Work instructions:
Return the data below line for line and unchanged, leaving out the pictures.
** begin **
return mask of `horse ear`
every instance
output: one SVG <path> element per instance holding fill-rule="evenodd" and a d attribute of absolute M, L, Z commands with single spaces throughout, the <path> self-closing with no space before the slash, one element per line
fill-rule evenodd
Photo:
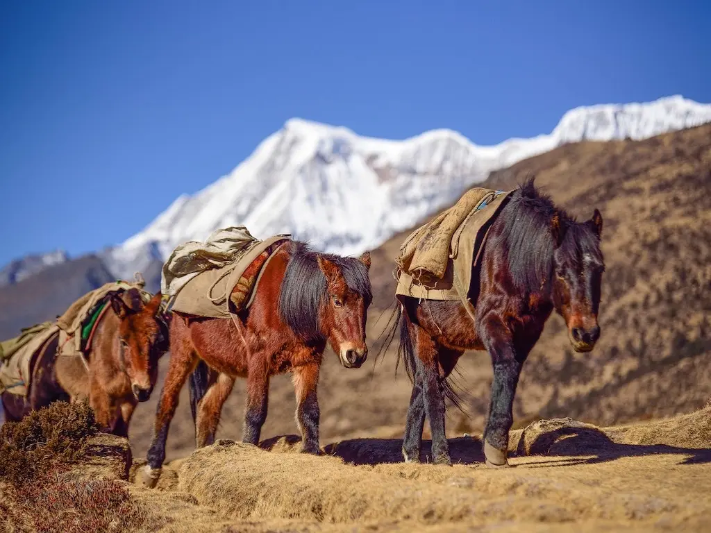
** end **
Written answer:
return mask of `horse ear`
every instance
output: one SVG <path> element per instance holding fill-rule="evenodd" and a d attribute of absolute M, L, Z commands with single spaces throughout, the <path> self-closing with no space before the slash, one element per line
fill-rule evenodd
Photo:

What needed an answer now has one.